:: Given records

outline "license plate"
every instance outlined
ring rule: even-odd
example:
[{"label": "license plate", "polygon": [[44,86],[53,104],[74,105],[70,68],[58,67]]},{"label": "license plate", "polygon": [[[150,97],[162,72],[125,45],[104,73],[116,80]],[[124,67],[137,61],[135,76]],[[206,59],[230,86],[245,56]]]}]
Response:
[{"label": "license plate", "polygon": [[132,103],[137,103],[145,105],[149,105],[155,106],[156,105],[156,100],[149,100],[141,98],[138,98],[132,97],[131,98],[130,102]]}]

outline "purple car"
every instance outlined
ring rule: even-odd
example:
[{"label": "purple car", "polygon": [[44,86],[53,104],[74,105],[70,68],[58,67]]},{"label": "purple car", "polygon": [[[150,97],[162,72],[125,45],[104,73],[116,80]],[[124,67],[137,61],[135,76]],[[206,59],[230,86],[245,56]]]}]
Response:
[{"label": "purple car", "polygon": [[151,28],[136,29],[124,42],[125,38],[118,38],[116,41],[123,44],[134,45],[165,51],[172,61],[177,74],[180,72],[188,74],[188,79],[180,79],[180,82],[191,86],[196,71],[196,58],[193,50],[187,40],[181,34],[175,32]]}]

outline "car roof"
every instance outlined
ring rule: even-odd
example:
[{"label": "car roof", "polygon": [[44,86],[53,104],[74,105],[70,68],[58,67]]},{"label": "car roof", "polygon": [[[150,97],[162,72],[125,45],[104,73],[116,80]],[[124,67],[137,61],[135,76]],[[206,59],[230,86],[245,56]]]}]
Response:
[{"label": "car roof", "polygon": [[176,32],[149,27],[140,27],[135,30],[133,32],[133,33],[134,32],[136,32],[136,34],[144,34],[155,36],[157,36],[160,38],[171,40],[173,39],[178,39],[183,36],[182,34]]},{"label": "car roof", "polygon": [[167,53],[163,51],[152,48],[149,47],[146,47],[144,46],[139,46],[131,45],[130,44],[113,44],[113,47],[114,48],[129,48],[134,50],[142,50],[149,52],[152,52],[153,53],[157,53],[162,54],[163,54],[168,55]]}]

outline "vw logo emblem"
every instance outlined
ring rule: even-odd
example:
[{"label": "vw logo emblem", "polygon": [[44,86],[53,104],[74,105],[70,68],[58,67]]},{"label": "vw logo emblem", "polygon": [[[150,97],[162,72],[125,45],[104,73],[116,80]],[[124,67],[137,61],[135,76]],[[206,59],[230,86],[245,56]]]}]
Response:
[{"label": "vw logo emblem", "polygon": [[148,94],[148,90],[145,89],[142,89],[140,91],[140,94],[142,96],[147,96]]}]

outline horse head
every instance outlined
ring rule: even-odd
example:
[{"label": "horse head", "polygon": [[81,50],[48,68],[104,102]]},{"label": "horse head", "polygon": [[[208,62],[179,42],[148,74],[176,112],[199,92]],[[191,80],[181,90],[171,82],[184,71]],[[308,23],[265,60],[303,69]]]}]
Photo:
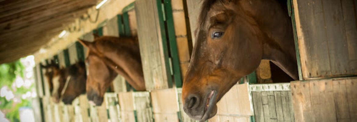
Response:
[{"label": "horse head", "polygon": [[119,73],[138,91],[145,90],[139,45],[131,38],[104,36],[93,42],[79,40],[88,48],[87,97],[100,106],[104,93]]},{"label": "horse head", "polygon": [[[262,59],[280,62],[287,59],[291,61],[288,65],[296,65],[292,31],[286,32],[291,30],[290,19],[281,11],[278,2],[266,1],[203,1],[182,87],[184,110],[191,118],[204,121],[213,117],[217,102],[240,78],[255,70]],[[272,16],[279,20],[267,19]],[[292,54],[270,56],[288,51],[280,41],[287,37],[292,41],[285,43],[292,45],[289,48],[293,50],[288,50]],[[297,72],[297,68],[293,70]]]}]

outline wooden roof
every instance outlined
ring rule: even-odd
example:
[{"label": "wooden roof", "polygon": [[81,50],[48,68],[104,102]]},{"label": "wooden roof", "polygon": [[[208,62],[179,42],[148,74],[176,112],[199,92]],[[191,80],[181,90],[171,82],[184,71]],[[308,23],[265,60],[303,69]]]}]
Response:
[{"label": "wooden roof", "polygon": [[97,0],[0,0],[0,64],[33,54]]}]

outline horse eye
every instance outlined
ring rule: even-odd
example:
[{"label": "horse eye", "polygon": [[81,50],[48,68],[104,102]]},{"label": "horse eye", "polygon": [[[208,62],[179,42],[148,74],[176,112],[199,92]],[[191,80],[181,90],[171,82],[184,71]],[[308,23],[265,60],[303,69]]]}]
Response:
[{"label": "horse eye", "polygon": [[212,38],[219,38],[221,37],[223,35],[223,34],[224,34],[224,32],[215,32],[213,33],[212,35]]}]

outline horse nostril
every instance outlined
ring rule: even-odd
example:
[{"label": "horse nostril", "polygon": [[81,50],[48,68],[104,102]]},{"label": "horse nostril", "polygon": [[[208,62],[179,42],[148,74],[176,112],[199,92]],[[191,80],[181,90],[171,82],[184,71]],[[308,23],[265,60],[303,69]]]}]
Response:
[{"label": "horse nostril", "polygon": [[200,104],[199,99],[198,97],[196,95],[192,95],[191,97],[189,97],[187,100],[188,100],[188,105],[187,105],[187,107],[190,108],[193,108],[197,107],[198,106],[198,104]]}]

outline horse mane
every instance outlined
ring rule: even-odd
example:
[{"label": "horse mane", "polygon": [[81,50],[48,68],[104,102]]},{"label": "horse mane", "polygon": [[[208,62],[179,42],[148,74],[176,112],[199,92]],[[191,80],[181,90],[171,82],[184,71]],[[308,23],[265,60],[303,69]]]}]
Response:
[{"label": "horse mane", "polygon": [[69,75],[75,76],[80,73],[81,67],[85,67],[85,63],[83,61],[80,61],[75,64],[71,65],[68,67],[68,72]]}]

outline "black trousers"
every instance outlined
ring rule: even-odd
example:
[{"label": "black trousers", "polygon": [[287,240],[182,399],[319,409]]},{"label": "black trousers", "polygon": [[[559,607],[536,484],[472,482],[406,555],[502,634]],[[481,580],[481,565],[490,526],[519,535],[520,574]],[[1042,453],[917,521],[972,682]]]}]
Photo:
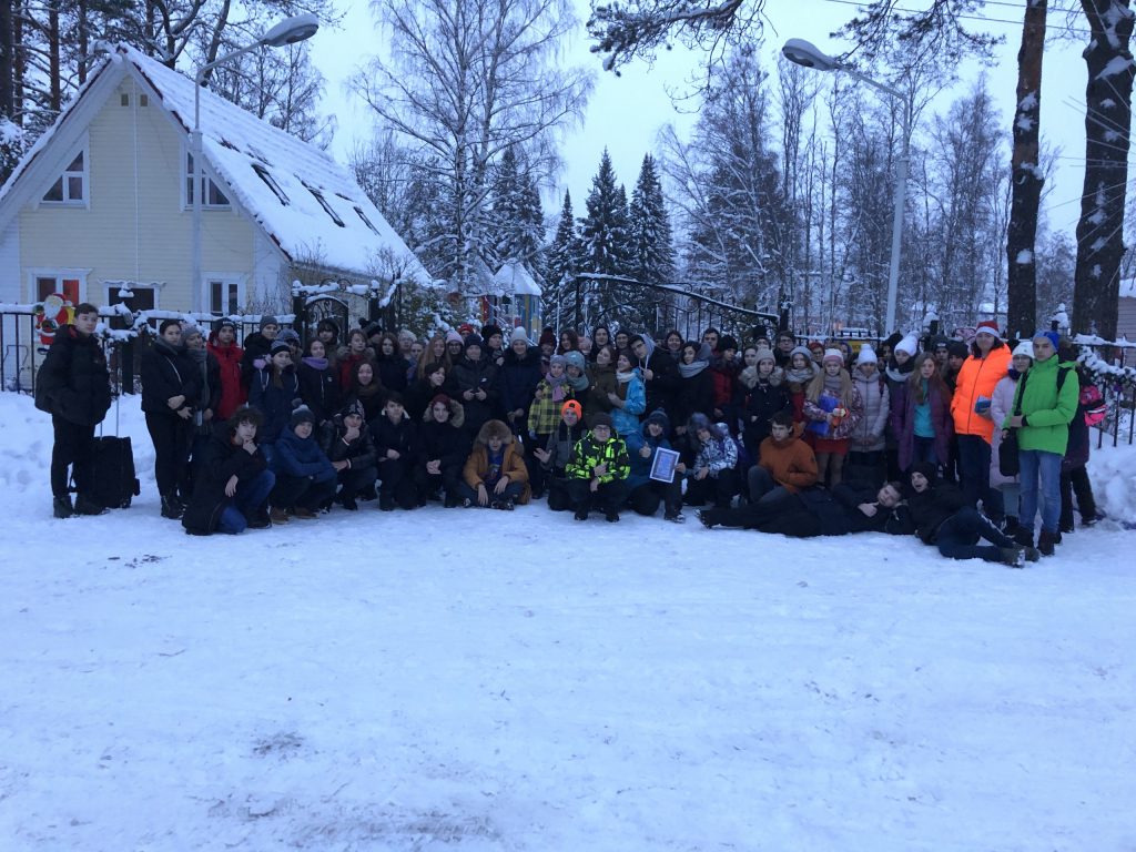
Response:
[{"label": "black trousers", "polygon": [[94,475],[94,426],[83,426],[51,416],[55,443],[51,446],[51,495],[67,496],[67,468],[74,467],[75,490],[90,491]]},{"label": "black trousers", "polygon": [[176,495],[190,462],[193,418],[183,420],[177,415],[148,412],[145,427],[153,442],[153,476],[158,482],[158,493],[162,496]]}]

::::

# Instructions for the task
Could you turn all the material above into a Markdown table with the columns "Row" and "Line", one numbered row per line, skipping blank lines and leaving out the pictures?

# Answer to this problem
| Row | Line |
|---|---|
| 1 | outline "license plate" |
| 2 | every instance outlined |
| 3 | ring rule: even-odd |
| 4 | example: |
| 5 | [{"label": "license plate", "polygon": [[44,86],[53,104],[74,105],[70,68],[58,67]]},{"label": "license plate", "polygon": [[[150,97],[162,72],[125,45],[104,73],[116,80]],[[124,67],[137,61],[135,76]],[[206,59],[230,86],[245,56]]]}] |
| 6 | Response: |
| 7 | [{"label": "license plate", "polygon": [[132,103],[137,103],[145,105],[149,105],[155,106],[156,105],[156,100],[149,100],[141,98],[138,98],[132,97],[131,98],[130,102]]}] |
| 8 | outline "purple car" |
| 9 | every instance outlined |
| 10 | ring rule: even-odd |
| 11 | example: |
| 12 | [{"label": "purple car", "polygon": [[44,86],[53,104],[74,105],[70,68],[58,67]]},{"label": "purple car", "polygon": [[[150,97],[162,72],[125,45],[104,73],[116,80]],[[124,67],[137,61],[135,76]],[[206,59],[230,86],[245,56]]]}] |
| 13 | Response: |
| 14 | [{"label": "purple car", "polygon": [[151,28],[136,29],[124,42],[125,38],[118,38],[116,41],[123,44],[134,45],[165,51],[172,61],[177,74],[180,72],[188,74],[188,79],[180,79],[180,82],[191,86],[196,71],[196,58],[193,50],[187,40],[181,34],[175,32]]}] |
| 15 | outline "car roof" |
| 16 | every instance outlined |
| 17 | ring rule: even-odd |
| 18 | example: |
| 19 | [{"label": "car roof", "polygon": [[44,86],[53,104],[74,105],[70,68],[58,67]]},{"label": "car roof", "polygon": [[[150,97],[162,72],[125,45],[104,73],[116,80]],[[124,67],[137,61],[135,76]],[[206,59],[230,86],[245,56]]]}] |
| 20 | Response: |
| 21 | [{"label": "car roof", "polygon": [[176,32],[149,27],[140,27],[135,30],[133,32],[133,33],[134,32],[136,32],[136,34],[144,34],[155,36],[157,36],[160,38],[171,40],[173,39],[178,39],[183,36],[182,34]]},{"label": "car roof", "polygon": [[167,53],[163,51],[152,48],[149,47],[146,47],[144,46],[139,46],[131,45],[130,44],[113,44],[113,47],[114,48],[129,48],[134,50],[142,50],[149,52],[152,52],[153,53],[157,53],[162,54],[163,54],[168,55]]}] |
| 22 | outline "vw logo emblem" |
| 23 | every instance outlined |
| 24 | ring rule: even-odd |
| 25 | example: |
| 26 | [{"label": "vw logo emblem", "polygon": [[44,86],[53,104],[74,105],[70,68],[58,67]]},{"label": "vw logo emblem", "polygon": [[[150,97],[162,72],[125,45],[104,73],[116,80]],[[124,67],[137,61],[135,76]],[[206,59],[230,86],[245,56]]]}] |
| 27 | Response: |
| 28 | [{"label": "vw logo emblem", "polygon": [[148,94],[148,90],[145,89],[142,89],[140,91],[140,94],[142,96],[147,96]]}] |
| 29 | outline horse head |
| 30 | every instance outlined |
| 31 | ring rule: even-odd |
| 32 | example: |
| 33 | [{"label": "horse head", "polygon": [[81,50],[48,68],[104,102]]},{"label": "horse head", "polygon": [[[208,62],[179,42],[148,74],[176,112],[199,92]],[[191,80],[181,90],[171,82],[184,71]],[[308,23],[265,60],[303,69]]]}] |
| 34 | Photo: |
| 35 | Response: |
| 36 | [{"label": "horse head", "polygon": [[119,73],[138,91],[145,90],[139,45],[131,38],[104,36],[93,42],[79,40],[88,48],[87,97],[100,106],[104,93]]},{"label": "horse head", "polygon": [[[262,59],[280,62],[287,59],[291,61],[288,65],[296,65],[292,31],[286,32],[291,30],[290,19],[281,11],[278,2],[266,1],[203,1],[182,87],[184,110],[191,118],[204,121],[213,117],[217,102],[240,78],[255,70]],[[272,16],[279,20],[267,19]],[[292,54],[270,56],[288,51],[280,41],[287,37],[292,41],[285,43],[292,45],[289,48],[293,50],[288,50]],[[297,72],[297,68],[293,70]]]}] |
| 37 | outline wooden roof |
| 38 | every instance outlined |
| 39 | ring rule: even-odd |
| 40 | example: |
| 41 | [{"label": "wooden roof", "polygon": [[81,50],[48,68],[104,102]]},{"label": "wooden roof", "polygon": [[[208,62],[179,42],[148,74],[176,112],[199,92]],[[191,80],[181,90],[171,82],[184,71]],[[308,23],[265,60],[303,69]]]}] |
| 42 | Response: |
| 43 | [{"label": "wooden roof", "polygon": [[97,0],[0,0],[0,64],[33,54]]}] |
| 44 | outline horse eye |
| 45 | every instance outlined |
| 46 | ring rule: even-odd |
| 47 | example: |
| 48 | [{"label": "horse eye", "polygon": [[81,50],[48,68],[104,102]]},{"label": "horse eye", "polygon": [[[208,62],[179,42],[148,74],[176,112],[199,92]],[[191,80],[181,90],[171,82],[184,71]],[[308,23],[265,60],[303,69]]]}] |
| 49 | Response: |
| 50 | [{"label": "horse eye", "polygon": [[212,38],[219,38],[221,37],[223,35],[223,34],[224,34],[224,32],[215,32],[213,33],[212,35]]}] |
| 51 | outline horse nostril |
| 52 | every instance outlined |
| 53 | ring rule: even-odd |
| 54 | example: |
| 55 | [{"label": "horse nostril", "polygon": [[81,50],[48,68],[104,102]]},{"label": "horse nostril", "polygon": [[[208,62],[179,42],[148,74],[176,112],[199,92]],[[191,80],[181,90],[171,82],[184,71]],[[308,23],[265,60],[303,69]]]}] |
| 56 | Response: |
| 57 | [{"label": "horse nostril", "polygon": [[200,104],[199,99],[198,97],[196,95],[192,95],[191,97],[189,97],[187,100],[188,100],[188,105],[187,105],[187,107],[190,108],[193,108],[197,107],[198,106],[198,104]]}] |
| 58 | outline horse mane |
| 59 | every instance outlined |
| 60 | ring rule: even-odd |
| 61 | example: |
| 62 | [{"label": "horse mane", "polygon": [[81,50],[48,68],[104,102]]},{"label": "horse mane", "polygon": [[[208,62],[179,42],[148,74],[176,112],[199,92]],[[191,80],[181,90],[171,82],[184,71]],[[308,23],[265,60],[303,69]]]}] |
| 63 | Response: |
| 64 | [{"label": "horse mane", "polygon": [[69,75],[75,76],[80,73],[81,67],[85,67],[85,63],[83,61],[80,61],[75,64],[71,65],[68,67],[68,72]]}] |
| 65 | outline "black trousers" |
| 66 | every instance outlined |
| 67 | ring rule: even-odd |
| 68 | example: |
| 69 | [{"label": "black trousers", "polygon": [[287,240],[182,399],[319,409]]},{"label": "black trousers", "polygon": [[[559,607],[536,484],[472,482],[406,555],[502,634]],[[481,580],[481,565],[490,526],[519,535],[520,574]],[[1042,453],[917,521],[972,682]]]}] |
| 70 | Photo: |
| 71 | Response: |
| 72 | [{"label": "black trousers", "polygon": [[94,475],[94,426],[83,426],[51,416],[55,443],[51,446],[51,495],[67,496],[67,468],[74,467],[75,490],[90,491]]},{"label": "black trousers", "polygon": [[176,495],[190,462],[193,418],[183,420],[177,415],[148,412],[145,427],[153,442],[153,476],[158,482],[158,493],[162,496]]}] |